── Material for this exercise
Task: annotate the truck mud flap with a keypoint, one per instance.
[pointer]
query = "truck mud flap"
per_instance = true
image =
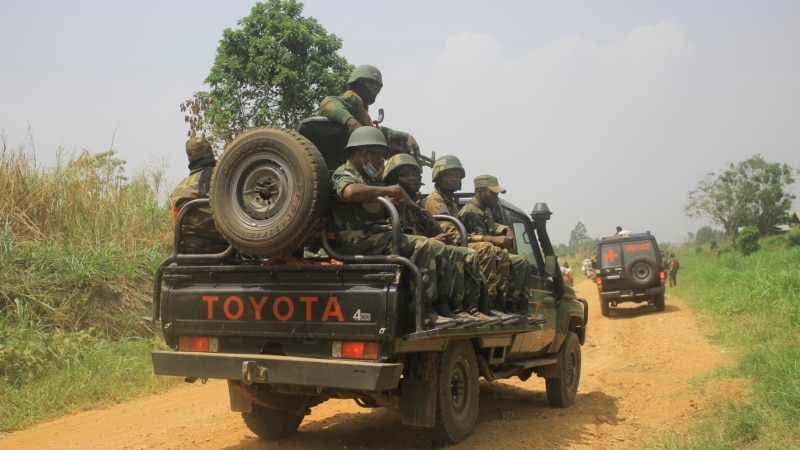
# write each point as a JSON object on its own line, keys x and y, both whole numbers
{"x": 340, "y": 374}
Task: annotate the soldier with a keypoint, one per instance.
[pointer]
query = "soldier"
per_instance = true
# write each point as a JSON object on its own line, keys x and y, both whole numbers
{"x": 566, "y": 272}
{"x": 360, "y": 225}
{"x": 351, "y": 108}
{"x": 404, "y": 170}
{"x": 493, "y": 261}
{"x": 478, "y": 221}
{"x": 674, "y": 265}
{"x": 198, "y": 232}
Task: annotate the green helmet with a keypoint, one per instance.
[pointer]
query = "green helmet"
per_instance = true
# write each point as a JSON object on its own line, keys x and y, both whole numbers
{"x": 366, "y": 72}
{"x": 445, "y": 163}
{"x": 368, "y": 137}
{"x": 396, "y": 162}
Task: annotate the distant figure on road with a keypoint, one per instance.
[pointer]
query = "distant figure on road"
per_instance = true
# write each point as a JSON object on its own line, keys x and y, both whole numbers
{"x": 674, "y": 265}
{"x": 566, "y": 272}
────
▶ **Requirements**
Reproduce all of the lines above verbatim, omitting the pictures from your answer.

▶ **The completed task**
Task: annotate the truck mud flap with a keypoint, one per instance.
[pointer]
query = "truck mud flap"
per_instance = true
image =
# write each point as a JSON object on its own line, keys x and y, both whole numbers
{"x": 340, "y": 374}
Task: annotate the soldier with a keypoint, one per instance.
[pointer]
query = "soldier"
per_instance = true
# write each point as a JSON object on its own line, keys x and y, both whole numbers
{"x": 566, "y": 272}
{"x": 360, "y": 225}
{"x": 351, "y": 108}
{"x": 404, "y": 170}
{"x": 493, "y": 261}
{"x": 478, "y": 221}
{"x": 674, "y": 265}
{"x": 198, "y": 232}
Task: annotate the green helmet with a keypoint, one per instance.
[pointer]
query = "green helmet"
per_instance = true
# write each point as a JSON object on its own line, keys x and y, both whole numbers
{"x": 366, "y": 72}
{"x": 445, "y": 163}
{"x": 368, "y": 137}
{"x": 396, "y": 162}
Task: annotate the distant figure on road with a keypoint, one per instance.
[pointer]
query = "distant figure on road"
per_instance = true
# write each point as a JSON object on its own line, keys x and y, both whole numbers
{"x": 674, "y": 265}
{"x": 566, "y": 272}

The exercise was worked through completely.